__Stored items__

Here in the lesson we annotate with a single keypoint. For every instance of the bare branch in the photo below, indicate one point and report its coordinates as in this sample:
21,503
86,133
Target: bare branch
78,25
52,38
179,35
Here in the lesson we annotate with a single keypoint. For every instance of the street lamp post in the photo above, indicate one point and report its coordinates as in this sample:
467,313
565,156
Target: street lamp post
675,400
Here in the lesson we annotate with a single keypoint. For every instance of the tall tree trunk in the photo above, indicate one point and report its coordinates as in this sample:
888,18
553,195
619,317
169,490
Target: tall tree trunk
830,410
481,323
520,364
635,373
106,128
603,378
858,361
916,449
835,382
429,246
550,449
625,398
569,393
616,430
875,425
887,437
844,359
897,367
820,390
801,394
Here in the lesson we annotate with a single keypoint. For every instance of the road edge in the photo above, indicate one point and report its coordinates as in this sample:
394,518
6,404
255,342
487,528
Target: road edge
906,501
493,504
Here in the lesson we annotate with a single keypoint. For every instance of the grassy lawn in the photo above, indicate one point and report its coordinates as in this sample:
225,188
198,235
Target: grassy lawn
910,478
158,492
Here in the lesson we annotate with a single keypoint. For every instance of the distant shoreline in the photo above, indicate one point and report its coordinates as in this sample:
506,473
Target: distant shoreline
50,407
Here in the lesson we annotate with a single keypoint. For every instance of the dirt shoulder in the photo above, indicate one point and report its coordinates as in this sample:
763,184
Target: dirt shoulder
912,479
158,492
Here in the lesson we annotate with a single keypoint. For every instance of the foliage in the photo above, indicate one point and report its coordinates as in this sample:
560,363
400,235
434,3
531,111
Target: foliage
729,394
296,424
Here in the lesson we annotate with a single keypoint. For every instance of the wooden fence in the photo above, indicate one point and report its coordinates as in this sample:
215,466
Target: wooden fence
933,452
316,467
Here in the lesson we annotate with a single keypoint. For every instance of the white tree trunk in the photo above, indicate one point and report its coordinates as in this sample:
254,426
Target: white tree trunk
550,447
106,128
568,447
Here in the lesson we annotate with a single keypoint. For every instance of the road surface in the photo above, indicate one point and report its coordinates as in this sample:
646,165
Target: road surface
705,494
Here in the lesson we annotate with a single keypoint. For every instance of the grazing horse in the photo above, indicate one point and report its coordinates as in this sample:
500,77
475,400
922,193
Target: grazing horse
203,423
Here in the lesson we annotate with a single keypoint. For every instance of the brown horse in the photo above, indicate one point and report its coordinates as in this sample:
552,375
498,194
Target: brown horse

__What needs to be done__
Your output consists solely of the lines from the one with "of the white" through the last line, copied exactly.

__The output__
Here in the lesson we annotate with a single keypoint. For every instance of the white tree trunk in the photo above, indicate one point and report its coordinates as in this sample:
254,426
Target: white tree trunk
550,447
106,128
568,447
Here in the lesson we annotate with a single keypoint. For every instance of the road surface in the photo above, indicate one point and report its coordinates as in this sample:
646,165
Target: road surface
705,494
Here in the lesson we annotate with a single keypoint. For every instance of the grazing horse in the photo above, indicate one point and report its coordinates as in this sample:
500,77
475,400
922,193
Target: grazing horse
203,423
Here in the lesson we annotate with a single keypoint. For every instance of the brown horse in the photo above, indicate one point and report its coordinates as in this sample:
552,375
498,194
Target: brown horse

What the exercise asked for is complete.